## Task objective
Write the records out once more, so that nothing differs from the original.

Collected data
+===+

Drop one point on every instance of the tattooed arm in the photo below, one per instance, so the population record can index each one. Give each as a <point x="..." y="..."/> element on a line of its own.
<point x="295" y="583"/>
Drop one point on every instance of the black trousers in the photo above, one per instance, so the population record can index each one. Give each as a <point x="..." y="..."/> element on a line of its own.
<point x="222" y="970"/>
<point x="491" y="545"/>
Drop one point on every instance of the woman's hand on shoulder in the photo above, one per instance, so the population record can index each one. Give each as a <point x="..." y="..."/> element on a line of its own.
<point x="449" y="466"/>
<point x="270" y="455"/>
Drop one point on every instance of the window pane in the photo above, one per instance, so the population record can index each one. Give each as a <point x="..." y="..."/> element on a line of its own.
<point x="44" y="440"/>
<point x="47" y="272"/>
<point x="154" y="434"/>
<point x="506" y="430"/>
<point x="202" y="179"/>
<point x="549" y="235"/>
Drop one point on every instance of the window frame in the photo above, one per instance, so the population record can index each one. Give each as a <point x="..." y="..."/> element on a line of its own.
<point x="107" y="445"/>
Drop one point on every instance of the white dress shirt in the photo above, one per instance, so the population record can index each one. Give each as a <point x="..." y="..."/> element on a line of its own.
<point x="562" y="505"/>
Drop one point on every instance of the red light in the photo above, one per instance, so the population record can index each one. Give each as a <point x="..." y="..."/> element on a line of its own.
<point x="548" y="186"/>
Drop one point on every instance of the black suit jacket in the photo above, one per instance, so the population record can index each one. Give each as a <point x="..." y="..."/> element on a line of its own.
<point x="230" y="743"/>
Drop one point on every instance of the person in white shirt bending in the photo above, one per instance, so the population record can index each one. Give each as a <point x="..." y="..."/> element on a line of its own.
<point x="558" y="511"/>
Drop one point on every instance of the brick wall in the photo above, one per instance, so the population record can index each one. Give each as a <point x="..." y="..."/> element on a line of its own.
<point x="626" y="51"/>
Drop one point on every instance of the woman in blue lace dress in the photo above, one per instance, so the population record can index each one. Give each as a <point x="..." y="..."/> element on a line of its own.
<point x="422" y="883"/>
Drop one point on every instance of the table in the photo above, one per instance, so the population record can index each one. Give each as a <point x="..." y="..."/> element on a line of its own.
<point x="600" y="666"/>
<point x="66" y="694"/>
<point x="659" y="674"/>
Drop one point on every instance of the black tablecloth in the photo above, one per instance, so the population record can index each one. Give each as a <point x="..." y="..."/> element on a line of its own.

+===+

## Your solution
Drop one point on every instance of the tattooed arm in the photo below, one per instance, so the population record can index each one. Give each as a <point x="..." y="..."/> element on a line of its own.
<point x="295" y="583"/>
Drop one point on every instance of the black trousers in the photo above, one per instance, so the population record can index each one. Give each as a <point x="..." y="..."/> element on a line of its own.
<point x="222" y="970"/>
<point x="491" y="545"/>
Drop one point on every instance of the woman's hand on shoulder in the photo above, one per instance, so the population record can index each one. Give each as a <point x="..." y="..."/> element on a line of its own.
<point x="449" y="466"/>
<point x="270" y="455"/>
Drop one point on every instance of the window pane in the photo above, one per instance, so the population record can index each one. Give each as a <point x="..." y="..."/> element on a line of its own.
<point x="44" y="440"/>
<point x="47" y="272"/>
<point x="154" y="434"/>
<point x="506" y="430"/>
<point x="202" y="179"/>
<point x="549" y="235"/>
Drop one point on every instance of the window frame in the photo above, one per instance, so the population record can index each one. Give each as a <point x="..." y="..."/> element on a line of its own.
<point x="107" y="445"/>
Drop one point on every instance of the white dress shirt in the photo above, one per instance, so the population record can index each one. Give each as a <point x="..." y="..."/> element on a line of its own.
<point x="562" y="505"/>
Drop one point on every instance of the red light in the photo above, one per instance, so the population record can index each one. Give each as a <point x="..." y="..."/> element on a line of its own.
<point x="548" y="186"/>
Drop one point on every instance of the black suit jacket in the photo above, one per instance, so the population record can index each one. Give each as a <point x="..." y="..."/> element on a line of its own.
<point x="230" y="743"/>
Drop one point on every instance of the person in white shirt bending in the photo above, one per instance, so the population record can index each one. Give each as a <point x="..." y="..."/> element on a line of its own.
<point x="558" y="511"/>
Drop one point on every instance of the brick wall in the photo above, one per instance, so the population record can index each one. Give each as a <point x="..." y="..."/> element on a line of its own.
<point x="626" y="51"/>
Drop one point on every instance of the woman in blue lace dress in the photo above, one per instance, so the population record can index each one. Give each as a <point x="..." y="..."/> element on a line of its own.
<point x="422" y="883"/>
Drop one point on every instance of the table in the photo above, one per instance, so the population record can index each one. Give each as a <point x="..." y="..."/> element on a line of its own.
<point x="600" y="666"/>
<point x="66" y="694"/>
<point x="659" y="674"/>
Drop one point on every instance of the black tablecloth in the photo above, one per instance, so the population record can index each one. Give each as a <point x="..." y="..."/> element on a line of its own.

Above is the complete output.